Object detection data
** begin **
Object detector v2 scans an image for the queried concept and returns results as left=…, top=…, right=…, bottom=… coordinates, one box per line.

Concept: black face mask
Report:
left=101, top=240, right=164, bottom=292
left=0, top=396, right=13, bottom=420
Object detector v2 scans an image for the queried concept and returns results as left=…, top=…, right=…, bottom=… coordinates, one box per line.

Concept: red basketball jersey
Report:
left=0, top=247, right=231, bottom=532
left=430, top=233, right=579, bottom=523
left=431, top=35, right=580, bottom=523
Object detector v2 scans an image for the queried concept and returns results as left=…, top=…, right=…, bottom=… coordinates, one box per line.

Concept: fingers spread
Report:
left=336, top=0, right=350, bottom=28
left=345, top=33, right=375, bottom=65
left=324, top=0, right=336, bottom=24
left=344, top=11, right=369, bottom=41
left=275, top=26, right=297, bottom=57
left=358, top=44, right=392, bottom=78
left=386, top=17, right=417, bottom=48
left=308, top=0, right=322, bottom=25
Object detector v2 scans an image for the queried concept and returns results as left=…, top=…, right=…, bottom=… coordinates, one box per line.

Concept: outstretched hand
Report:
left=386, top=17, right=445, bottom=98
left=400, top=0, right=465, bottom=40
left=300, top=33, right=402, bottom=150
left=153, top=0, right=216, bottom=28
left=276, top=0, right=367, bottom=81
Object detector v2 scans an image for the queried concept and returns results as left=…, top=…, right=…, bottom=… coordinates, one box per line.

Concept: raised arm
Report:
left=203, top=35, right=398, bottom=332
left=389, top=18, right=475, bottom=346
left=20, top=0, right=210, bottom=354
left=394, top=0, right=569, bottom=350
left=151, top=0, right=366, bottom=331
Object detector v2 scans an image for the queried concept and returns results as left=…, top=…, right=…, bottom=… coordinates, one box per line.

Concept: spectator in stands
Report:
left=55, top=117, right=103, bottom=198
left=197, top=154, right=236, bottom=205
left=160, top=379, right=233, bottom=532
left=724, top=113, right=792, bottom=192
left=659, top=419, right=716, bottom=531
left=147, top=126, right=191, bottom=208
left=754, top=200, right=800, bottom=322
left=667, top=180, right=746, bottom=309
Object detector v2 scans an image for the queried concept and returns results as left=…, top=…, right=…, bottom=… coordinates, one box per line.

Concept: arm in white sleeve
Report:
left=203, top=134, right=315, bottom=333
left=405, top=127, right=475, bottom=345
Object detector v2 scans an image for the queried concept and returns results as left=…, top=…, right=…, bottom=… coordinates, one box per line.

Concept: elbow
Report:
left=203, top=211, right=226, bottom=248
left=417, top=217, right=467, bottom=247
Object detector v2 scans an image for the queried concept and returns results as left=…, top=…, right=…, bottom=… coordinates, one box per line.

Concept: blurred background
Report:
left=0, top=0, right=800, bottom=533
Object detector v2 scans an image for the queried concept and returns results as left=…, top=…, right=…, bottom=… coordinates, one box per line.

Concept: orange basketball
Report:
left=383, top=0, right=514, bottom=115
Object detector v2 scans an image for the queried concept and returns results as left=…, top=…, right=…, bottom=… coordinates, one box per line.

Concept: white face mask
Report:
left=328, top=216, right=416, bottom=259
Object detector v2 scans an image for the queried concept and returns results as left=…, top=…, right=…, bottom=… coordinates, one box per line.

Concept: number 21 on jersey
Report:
** end **
> [Task brief] Please extract every line of the material above that contains the word "white", matching case exactly.

> [Answer to the problem]
Concept: arm in white sleeve
Concept: white face mask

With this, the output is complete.